> **Task to complete**
The data below holds the lines to copy: everything from the line containing "Target: fake white beard" to the line containing "Target: guitar neck", both ends included, set down exactly.

** Opening Provided entries block **

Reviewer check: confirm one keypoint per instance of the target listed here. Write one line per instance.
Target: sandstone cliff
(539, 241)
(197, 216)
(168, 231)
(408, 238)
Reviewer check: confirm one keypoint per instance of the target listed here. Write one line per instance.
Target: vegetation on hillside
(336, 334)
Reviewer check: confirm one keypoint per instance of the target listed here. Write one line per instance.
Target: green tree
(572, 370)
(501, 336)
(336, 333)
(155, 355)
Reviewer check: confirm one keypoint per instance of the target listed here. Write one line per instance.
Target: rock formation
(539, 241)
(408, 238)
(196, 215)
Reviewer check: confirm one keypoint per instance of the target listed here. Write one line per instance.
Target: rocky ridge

** Closing Provided entries block **
** Opening Provided entries block **

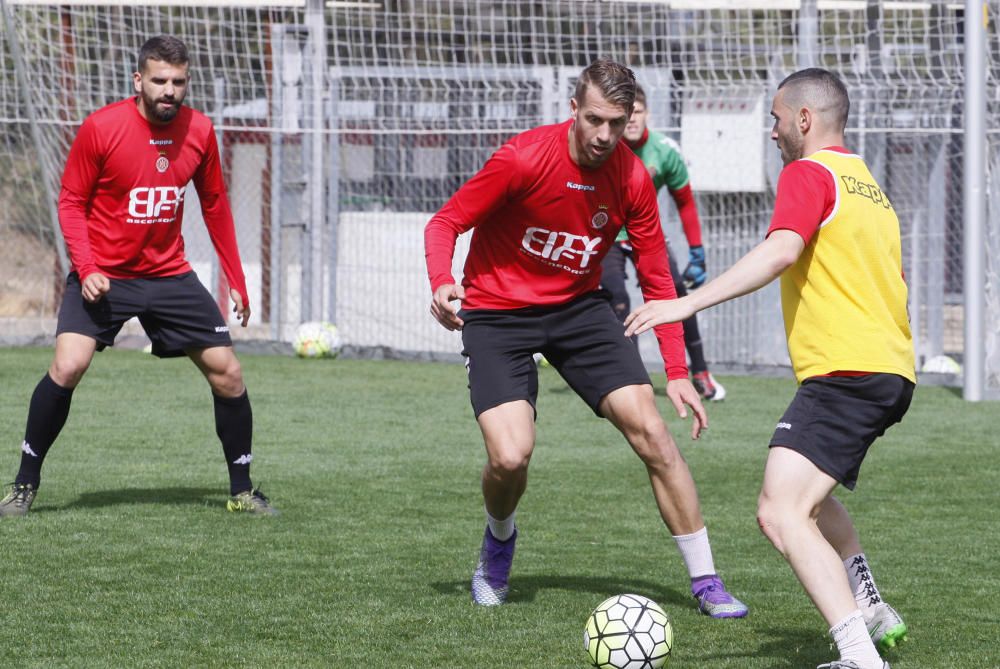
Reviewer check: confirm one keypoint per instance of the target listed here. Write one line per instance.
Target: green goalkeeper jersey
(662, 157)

** Closing Provided entries block **
** Opening Provided entries block **

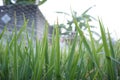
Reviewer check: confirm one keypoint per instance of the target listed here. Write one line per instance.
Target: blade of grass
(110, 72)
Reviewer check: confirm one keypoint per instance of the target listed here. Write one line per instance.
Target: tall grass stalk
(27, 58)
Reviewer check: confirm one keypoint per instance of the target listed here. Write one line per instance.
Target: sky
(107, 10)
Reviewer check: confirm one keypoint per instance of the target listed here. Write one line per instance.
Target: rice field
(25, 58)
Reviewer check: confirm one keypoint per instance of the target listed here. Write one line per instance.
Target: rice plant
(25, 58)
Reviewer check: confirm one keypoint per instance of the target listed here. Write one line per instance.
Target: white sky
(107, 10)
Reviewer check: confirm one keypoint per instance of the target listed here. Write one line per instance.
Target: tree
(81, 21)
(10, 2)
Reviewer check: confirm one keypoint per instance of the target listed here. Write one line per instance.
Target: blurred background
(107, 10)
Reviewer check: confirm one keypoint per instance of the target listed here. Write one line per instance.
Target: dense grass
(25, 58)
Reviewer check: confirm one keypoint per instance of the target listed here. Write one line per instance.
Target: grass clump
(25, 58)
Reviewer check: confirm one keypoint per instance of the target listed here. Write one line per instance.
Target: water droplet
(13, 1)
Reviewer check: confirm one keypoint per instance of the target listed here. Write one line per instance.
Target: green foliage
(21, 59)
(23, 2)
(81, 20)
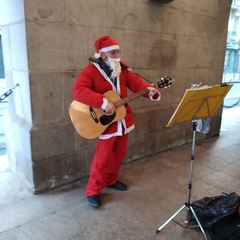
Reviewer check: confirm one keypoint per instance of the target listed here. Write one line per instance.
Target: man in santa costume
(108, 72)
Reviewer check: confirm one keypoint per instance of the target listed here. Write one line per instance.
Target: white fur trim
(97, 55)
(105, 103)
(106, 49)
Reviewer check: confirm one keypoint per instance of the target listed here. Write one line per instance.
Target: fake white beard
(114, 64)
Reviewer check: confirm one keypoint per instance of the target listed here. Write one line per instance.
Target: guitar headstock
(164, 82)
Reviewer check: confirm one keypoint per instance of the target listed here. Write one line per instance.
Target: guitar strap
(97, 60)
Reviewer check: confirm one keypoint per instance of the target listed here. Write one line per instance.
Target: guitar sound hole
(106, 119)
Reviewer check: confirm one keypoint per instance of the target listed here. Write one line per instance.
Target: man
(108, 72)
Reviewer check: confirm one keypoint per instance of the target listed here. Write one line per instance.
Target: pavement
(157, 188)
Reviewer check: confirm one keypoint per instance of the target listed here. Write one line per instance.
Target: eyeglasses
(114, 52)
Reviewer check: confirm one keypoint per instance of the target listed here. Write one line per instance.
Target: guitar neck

** Closing Provided entries block **

> **Result for this exercise**
Target: fake white beard
(114, 64)
Reviewer check: confirm one keypoint per instance of the target listed here. Write one line per instance.
Target: guitar headstock
(164, 82)
Reviewer check: confirm one keypoint per instance of the target listed here. Write one line per instance.
Target: guitar strap
(97, 60)
Reviewer check: confirm one keypoint per instance of the target listed here. Write one line per instance.
Target: guitar sound hole
(106, 119)
Reviewer check: confirm one keypoint per instance of the target listed here. Write one line per instance.
Target: man
(108, 72)
Reviewer check: confirm one keypoint per instance of the target listed here. Write one line per instance.
Target: pavement
(157, 188)
Reviewer check: confirm one keypoint per instance of the target listed here. Write one line per instance.
Target: eyeglasses
(114, 52)
Reviewer check: confirm one keypoint per instance of the target listed here. Write one line per instance.
Target: guitar neck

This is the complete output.